## WHAT NEEDS TO BE DONE
Exactly as written, print out each entry in the data, with no pictures.

(Dataset entries)

== Segment start ==

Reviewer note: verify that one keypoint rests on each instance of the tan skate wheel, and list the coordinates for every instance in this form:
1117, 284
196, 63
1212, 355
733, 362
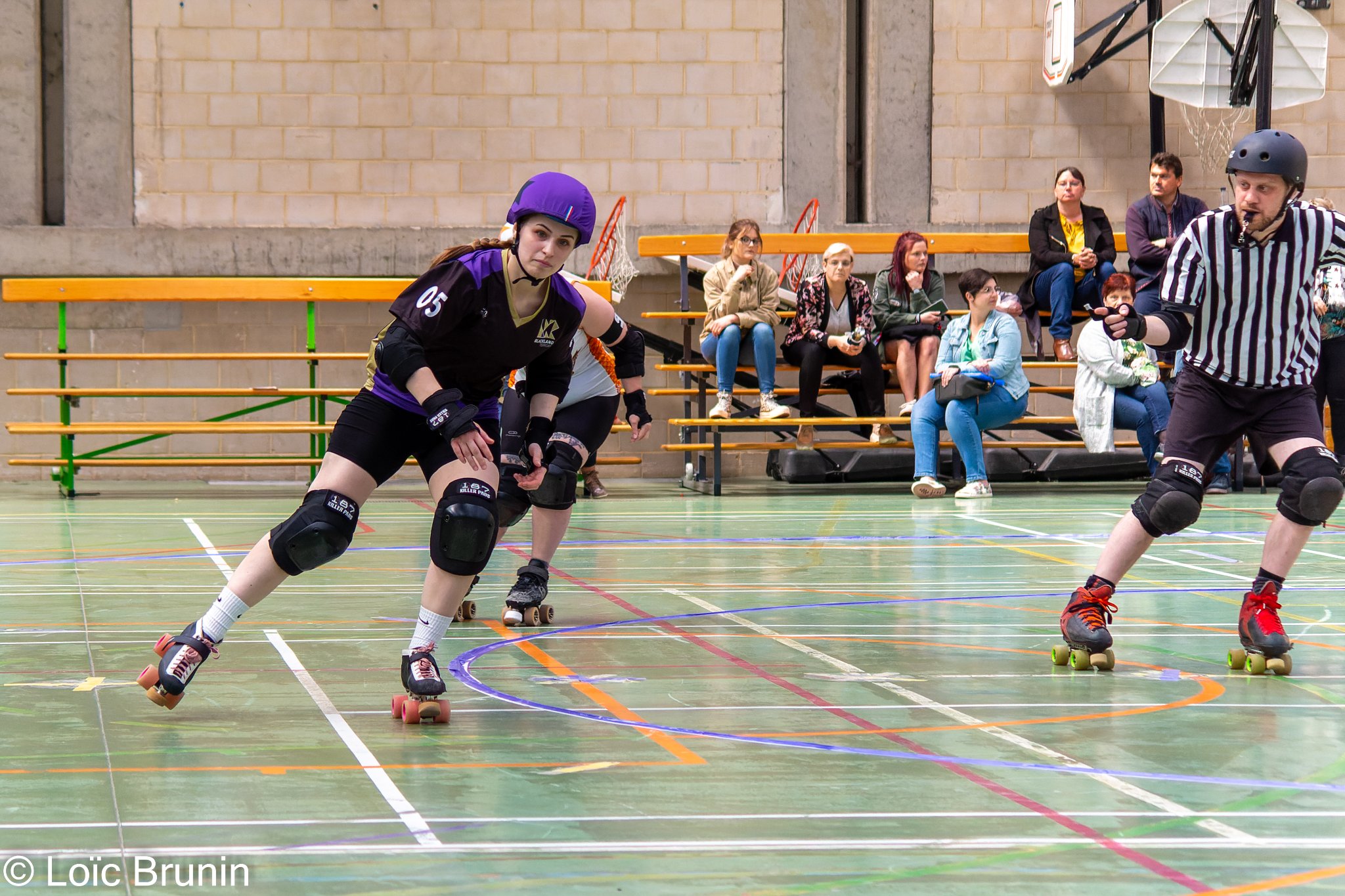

== Segment end ==

## RESPONSE AREA
Reviewer note: verify that one keypoint rests on each instance of the tan skate wheel, and list the coordinates for every instance in this form:
1117, 284
196, 63
1212, 355
733, 362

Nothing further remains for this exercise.